== Text excerpt ==
# HELP! Bunnies Making a Mess of the Litter!



## fatnhappy (Feb 27, 2015)

Hi Everyone,

I'm new to this forum. My girlfriend and I adopted our bonded pair of bunnies (one male and one female) both neutered and spayed. They are about 1 1/2 years old. We recently tried switching their litter from care fresh to yesterday news and they didn't seem to like it and made a mess by digging everything out of their litter boxes whenever we changed it. So we then bought new care fresh gave that back to them with hay on top of it (we do not have a hay rack) so they eat and potty in the litter box. We actually give them 2 litter boxes but recently reduced to one. They were fine after going back to the care fresh for a while but a week later, they are digging again. We usually change the litter every other day to keep it fresh and they are house bunnies so they roam around freely and have plenty of space to run around and play. Not sure what is causing this case of naughtiness from them suddenly. Our bunny also has a case of freight and is easily scared. We try to sit down for hours just to bond with them or play with them when my girlfriend and I get off work and for some reason it seems that the female still can't feel safe around us. 

So in short, we have 2 problems and need help ASAP!

1) Digging in the litter box with care fresh 
2) Female bunny being scared of us 

Please help!

I thank you in advance!

:happyrabbit:


----------



## pani (Feb 27, 2015)

1) Welcome. To. My. Life.

Rabbits are natural diggers, so it's not uncommon for them to dig in their litter boxes. There's a couple of things you can do - set up a dedicated dig box for them, perhaps with higher edges, filled with things like hay and safe paper (like phone books, since they use soy-based ink). You can also look into getting a grate to separate the rabbits from the litter itself, like this kind of setup:







2) What does the female bunny do that makes you feel she's scared? I've had my female lop for about 13 months now, and I used to think she was scared of me - turns out she's just a big pile of sass. She'll hop over to say hello and will accept pets on her own terms, but she's definitely not a 'people bun'. 

If your girl is scared of you, just make sure she knows you're a safe person to be around! Sit with her quietly while you read a book or play on a laptop or something, feed her food (even just place it on the floor near you) so she associates you with safe things that make her happy. Slow and steady. Rabbits take time to warm up but it's worth it.

== Extracted entries ==
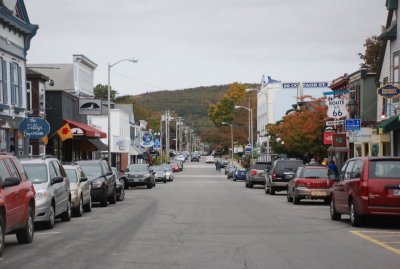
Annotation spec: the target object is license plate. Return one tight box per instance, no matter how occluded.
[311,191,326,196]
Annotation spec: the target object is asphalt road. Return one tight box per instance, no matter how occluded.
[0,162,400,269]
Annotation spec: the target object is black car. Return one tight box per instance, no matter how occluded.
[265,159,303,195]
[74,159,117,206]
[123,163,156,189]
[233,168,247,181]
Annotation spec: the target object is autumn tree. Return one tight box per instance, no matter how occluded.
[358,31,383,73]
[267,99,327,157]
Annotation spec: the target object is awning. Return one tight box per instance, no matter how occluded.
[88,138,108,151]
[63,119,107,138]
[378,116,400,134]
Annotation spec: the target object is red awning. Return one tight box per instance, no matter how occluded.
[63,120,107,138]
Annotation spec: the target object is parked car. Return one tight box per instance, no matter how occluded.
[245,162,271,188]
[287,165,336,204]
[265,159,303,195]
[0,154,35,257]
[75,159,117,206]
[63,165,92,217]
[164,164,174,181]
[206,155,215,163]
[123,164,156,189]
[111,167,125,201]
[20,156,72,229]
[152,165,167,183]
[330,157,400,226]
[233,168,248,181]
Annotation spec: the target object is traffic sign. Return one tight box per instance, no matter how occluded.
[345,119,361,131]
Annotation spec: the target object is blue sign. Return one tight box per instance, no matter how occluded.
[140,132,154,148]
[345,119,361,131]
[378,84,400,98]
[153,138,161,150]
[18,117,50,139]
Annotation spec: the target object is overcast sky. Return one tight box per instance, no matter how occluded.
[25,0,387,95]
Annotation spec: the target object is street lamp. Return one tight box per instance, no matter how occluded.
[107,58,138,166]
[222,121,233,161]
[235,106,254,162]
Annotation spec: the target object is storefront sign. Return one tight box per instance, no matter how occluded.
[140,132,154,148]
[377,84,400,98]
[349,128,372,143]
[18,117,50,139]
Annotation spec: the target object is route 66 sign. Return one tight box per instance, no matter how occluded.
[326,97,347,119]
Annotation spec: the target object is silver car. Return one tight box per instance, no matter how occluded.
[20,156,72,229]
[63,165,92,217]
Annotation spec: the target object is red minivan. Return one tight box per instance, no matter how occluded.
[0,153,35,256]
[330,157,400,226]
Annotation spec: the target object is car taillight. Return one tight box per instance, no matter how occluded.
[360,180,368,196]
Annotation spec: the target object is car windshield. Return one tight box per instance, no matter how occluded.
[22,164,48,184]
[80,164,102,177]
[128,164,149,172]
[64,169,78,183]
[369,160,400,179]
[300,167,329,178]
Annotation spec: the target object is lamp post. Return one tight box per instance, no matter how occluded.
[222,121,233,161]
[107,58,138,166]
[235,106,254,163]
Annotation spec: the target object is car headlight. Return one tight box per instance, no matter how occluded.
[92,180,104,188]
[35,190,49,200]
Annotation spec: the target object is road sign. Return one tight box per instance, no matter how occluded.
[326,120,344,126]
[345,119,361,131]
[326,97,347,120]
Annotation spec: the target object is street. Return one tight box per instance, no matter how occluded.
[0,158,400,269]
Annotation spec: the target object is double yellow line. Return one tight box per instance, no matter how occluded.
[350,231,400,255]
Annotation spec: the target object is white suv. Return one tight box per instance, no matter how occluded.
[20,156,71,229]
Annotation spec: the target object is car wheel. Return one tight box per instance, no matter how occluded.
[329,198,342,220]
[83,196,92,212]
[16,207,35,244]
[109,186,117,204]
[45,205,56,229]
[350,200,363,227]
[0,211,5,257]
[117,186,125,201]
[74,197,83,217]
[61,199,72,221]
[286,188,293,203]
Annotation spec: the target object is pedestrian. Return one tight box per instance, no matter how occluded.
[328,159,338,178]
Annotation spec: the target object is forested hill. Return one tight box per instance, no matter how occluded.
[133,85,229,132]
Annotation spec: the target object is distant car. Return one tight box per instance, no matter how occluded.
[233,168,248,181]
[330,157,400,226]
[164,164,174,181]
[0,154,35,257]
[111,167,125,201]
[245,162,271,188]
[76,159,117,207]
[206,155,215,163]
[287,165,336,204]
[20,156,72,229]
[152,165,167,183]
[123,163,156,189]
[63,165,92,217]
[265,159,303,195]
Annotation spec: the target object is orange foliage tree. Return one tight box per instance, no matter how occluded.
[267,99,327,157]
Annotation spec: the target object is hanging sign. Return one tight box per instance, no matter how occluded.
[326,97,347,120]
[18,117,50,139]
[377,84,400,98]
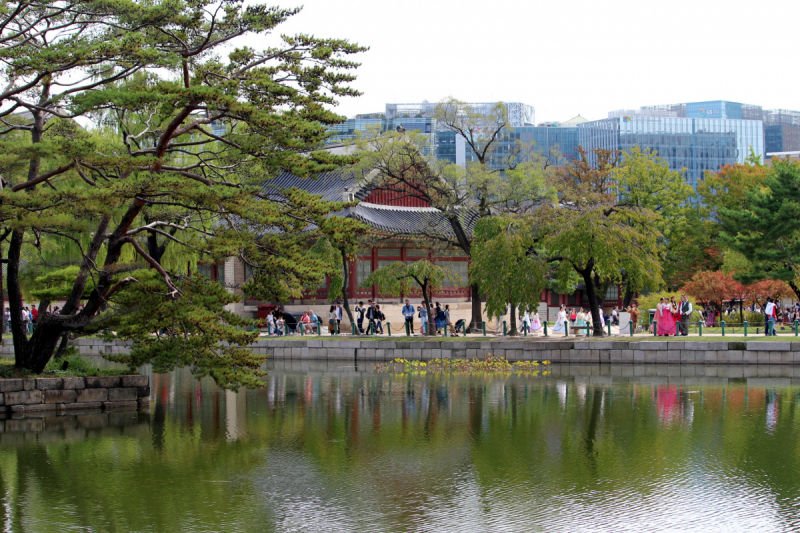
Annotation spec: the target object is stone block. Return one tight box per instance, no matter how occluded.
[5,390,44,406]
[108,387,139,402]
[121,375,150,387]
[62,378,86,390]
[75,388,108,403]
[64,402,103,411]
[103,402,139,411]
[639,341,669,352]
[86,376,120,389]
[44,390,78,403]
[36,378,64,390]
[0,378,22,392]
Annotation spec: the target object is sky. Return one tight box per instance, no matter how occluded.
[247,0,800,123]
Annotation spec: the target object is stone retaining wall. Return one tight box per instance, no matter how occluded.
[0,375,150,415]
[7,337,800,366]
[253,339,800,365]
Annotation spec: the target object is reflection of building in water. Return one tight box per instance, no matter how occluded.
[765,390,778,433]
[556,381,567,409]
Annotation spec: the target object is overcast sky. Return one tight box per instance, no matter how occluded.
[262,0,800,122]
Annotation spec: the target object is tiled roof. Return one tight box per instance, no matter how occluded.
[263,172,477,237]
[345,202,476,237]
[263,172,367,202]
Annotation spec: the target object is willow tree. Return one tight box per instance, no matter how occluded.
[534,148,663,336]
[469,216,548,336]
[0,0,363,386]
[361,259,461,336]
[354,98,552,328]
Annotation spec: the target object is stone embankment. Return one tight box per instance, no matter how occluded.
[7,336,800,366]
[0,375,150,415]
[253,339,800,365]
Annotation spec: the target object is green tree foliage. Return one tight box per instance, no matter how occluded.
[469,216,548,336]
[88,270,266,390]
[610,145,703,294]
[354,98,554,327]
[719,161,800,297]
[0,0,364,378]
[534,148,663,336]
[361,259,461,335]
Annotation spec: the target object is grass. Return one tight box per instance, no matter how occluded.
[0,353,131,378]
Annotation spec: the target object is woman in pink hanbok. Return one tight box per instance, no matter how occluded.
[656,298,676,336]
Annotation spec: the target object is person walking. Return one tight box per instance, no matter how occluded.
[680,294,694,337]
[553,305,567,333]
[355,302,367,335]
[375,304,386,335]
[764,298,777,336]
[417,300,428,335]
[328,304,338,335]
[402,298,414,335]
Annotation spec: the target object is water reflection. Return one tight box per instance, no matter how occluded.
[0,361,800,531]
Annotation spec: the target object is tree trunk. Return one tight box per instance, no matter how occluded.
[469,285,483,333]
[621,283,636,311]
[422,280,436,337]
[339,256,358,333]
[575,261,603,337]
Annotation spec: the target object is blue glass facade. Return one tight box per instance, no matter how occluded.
--
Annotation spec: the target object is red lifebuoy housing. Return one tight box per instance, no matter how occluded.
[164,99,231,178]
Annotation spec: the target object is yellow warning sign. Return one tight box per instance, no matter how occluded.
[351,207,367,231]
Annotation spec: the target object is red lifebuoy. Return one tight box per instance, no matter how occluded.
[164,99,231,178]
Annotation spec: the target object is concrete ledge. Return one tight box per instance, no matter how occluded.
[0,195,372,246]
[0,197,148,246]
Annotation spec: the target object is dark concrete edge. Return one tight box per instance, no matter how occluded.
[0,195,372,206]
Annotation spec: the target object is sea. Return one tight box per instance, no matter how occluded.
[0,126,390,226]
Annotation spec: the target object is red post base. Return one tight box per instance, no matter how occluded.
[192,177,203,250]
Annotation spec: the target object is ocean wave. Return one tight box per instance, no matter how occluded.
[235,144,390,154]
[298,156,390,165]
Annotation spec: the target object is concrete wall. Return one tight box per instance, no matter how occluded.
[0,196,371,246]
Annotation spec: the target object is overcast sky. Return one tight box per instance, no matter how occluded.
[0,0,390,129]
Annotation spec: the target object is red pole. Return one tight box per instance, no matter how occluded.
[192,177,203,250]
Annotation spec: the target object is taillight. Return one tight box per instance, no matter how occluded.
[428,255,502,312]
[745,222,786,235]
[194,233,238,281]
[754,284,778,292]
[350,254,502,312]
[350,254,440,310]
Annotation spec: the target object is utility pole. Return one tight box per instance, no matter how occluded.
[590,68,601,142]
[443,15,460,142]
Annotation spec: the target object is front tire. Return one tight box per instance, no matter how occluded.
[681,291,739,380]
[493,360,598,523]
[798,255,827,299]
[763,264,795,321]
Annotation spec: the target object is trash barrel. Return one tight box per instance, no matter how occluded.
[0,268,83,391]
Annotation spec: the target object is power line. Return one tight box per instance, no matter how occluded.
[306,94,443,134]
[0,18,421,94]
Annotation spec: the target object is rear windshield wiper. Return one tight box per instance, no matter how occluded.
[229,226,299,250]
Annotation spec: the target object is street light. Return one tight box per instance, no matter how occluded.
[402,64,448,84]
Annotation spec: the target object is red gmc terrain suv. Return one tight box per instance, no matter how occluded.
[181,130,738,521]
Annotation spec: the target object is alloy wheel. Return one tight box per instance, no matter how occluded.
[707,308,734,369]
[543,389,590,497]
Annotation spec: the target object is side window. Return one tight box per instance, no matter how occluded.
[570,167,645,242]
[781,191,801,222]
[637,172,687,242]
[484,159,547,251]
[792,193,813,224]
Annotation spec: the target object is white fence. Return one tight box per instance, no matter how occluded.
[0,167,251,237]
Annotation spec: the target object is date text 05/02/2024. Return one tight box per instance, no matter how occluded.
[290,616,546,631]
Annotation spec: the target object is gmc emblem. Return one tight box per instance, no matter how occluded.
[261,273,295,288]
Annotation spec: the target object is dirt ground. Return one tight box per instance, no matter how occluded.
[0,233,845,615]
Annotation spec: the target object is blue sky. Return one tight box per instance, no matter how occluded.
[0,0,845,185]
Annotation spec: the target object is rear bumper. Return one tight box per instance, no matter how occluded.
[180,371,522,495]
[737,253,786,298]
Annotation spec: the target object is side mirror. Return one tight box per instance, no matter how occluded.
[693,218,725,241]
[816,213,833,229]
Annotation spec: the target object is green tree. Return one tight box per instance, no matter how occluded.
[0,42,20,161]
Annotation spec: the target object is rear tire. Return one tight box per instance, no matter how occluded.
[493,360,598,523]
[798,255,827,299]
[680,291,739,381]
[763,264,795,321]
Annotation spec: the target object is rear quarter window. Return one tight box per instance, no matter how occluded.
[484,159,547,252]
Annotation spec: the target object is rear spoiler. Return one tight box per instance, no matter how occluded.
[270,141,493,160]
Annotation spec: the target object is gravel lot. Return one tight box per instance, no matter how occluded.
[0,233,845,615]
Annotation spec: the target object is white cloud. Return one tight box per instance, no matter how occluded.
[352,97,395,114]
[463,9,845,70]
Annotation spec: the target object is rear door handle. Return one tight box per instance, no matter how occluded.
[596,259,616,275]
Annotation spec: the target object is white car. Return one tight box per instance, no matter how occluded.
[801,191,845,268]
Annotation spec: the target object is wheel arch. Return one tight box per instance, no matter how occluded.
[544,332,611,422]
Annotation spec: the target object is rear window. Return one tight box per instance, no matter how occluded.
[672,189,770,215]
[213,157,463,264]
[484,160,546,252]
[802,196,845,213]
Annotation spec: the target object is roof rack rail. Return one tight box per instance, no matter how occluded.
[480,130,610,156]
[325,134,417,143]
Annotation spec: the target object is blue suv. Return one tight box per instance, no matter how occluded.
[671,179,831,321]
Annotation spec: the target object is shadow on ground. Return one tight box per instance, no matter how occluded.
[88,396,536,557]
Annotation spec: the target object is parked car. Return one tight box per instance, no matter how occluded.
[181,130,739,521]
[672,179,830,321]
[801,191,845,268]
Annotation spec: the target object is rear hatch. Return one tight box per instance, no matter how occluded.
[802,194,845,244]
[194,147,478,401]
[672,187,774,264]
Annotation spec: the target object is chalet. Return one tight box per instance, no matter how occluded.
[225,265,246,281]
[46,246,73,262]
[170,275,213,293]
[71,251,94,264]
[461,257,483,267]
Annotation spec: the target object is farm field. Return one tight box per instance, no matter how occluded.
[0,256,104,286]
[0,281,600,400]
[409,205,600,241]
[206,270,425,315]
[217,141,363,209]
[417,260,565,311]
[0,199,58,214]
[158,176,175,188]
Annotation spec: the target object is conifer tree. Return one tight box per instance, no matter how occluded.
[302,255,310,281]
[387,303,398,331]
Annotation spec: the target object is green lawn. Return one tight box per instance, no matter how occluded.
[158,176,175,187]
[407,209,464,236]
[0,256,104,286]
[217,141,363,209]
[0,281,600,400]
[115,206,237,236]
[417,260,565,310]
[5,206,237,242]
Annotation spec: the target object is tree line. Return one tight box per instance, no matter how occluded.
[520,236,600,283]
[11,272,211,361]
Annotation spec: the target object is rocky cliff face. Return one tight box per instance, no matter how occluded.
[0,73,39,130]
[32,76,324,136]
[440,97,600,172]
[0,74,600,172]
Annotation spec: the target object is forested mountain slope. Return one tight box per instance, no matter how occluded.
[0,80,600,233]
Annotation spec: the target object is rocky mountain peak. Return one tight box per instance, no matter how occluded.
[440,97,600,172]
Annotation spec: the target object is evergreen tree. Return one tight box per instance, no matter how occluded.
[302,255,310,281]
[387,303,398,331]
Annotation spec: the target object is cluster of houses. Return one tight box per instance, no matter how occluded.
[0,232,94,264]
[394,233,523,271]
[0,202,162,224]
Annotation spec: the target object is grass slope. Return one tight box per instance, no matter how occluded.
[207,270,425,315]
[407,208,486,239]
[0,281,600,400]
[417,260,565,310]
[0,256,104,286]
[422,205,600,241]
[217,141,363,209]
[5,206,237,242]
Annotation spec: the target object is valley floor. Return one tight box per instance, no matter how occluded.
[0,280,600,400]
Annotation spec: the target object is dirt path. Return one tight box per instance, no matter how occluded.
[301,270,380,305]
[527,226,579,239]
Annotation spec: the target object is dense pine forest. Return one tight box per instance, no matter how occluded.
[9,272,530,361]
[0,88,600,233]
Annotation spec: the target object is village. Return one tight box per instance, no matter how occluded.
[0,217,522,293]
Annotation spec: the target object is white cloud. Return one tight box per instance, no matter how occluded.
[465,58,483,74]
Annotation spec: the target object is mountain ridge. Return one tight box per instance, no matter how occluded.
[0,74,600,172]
...
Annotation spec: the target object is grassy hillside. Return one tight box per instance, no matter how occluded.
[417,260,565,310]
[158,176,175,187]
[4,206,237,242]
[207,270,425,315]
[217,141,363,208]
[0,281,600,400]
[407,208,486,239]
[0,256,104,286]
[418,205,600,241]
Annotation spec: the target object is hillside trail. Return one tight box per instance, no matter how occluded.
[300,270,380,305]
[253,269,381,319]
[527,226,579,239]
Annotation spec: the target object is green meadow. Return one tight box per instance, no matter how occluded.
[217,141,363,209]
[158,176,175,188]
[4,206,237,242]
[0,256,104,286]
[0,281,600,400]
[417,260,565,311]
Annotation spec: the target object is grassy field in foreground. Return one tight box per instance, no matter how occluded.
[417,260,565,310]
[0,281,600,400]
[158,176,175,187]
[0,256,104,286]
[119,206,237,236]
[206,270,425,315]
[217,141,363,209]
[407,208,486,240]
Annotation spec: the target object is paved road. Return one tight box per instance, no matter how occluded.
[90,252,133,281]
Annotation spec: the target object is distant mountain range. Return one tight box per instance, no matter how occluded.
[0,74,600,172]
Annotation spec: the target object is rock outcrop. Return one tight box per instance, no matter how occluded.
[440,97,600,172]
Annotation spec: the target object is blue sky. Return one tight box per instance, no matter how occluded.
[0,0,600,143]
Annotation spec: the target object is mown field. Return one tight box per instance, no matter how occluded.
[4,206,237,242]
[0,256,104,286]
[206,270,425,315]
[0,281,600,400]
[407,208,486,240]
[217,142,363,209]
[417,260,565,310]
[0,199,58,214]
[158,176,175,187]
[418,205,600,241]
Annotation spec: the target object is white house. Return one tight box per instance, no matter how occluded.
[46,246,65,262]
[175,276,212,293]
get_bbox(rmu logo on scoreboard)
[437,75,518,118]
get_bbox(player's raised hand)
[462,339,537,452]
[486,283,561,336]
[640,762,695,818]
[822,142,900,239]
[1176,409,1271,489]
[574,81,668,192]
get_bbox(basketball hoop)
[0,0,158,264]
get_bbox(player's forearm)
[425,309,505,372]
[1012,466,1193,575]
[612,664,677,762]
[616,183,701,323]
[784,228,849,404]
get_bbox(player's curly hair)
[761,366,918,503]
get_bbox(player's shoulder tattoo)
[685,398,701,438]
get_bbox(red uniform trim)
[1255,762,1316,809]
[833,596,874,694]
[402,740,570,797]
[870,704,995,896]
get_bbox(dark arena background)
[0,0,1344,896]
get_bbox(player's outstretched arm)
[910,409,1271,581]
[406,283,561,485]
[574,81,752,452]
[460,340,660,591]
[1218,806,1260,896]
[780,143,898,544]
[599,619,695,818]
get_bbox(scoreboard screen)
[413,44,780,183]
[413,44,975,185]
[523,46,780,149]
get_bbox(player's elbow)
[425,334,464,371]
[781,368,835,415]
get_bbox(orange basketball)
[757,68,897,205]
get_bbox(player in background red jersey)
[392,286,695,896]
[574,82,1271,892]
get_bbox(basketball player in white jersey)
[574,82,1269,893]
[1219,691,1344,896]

== Exercise prompt ==
Pick up the forum thread about the rabbits digging in their litter box and continue it from the last sentence of the final post.

== Exercise answer ==
----------



## ShreddersMom (Feb 27, 2015)

I recently changed by bunny from shredded newspapers for his litter to the Yesterday's news. If you find that they don't dig with the carefresh but make a mess of the Yesterday's News then try to transition them slowly. Put Yesterday's News in the bottom of the litter box and then add some carefresh on top. Every time you change it put less and less Carefresh in it. If they start digging again then put more carefresh over the Yesterday's News. I don't know if that makes sense but basically do a slower transition between the two litter types!


----------



## Nancy McClelland (Feb 27, 2015)

Solved my problem with mine by putting the litter in a pan with high sides and back--they stopped digging and making messes.


----------



## fatnhappy (Feb 27, 2015)

pani said:


> 1) Welcome. To. My. Life.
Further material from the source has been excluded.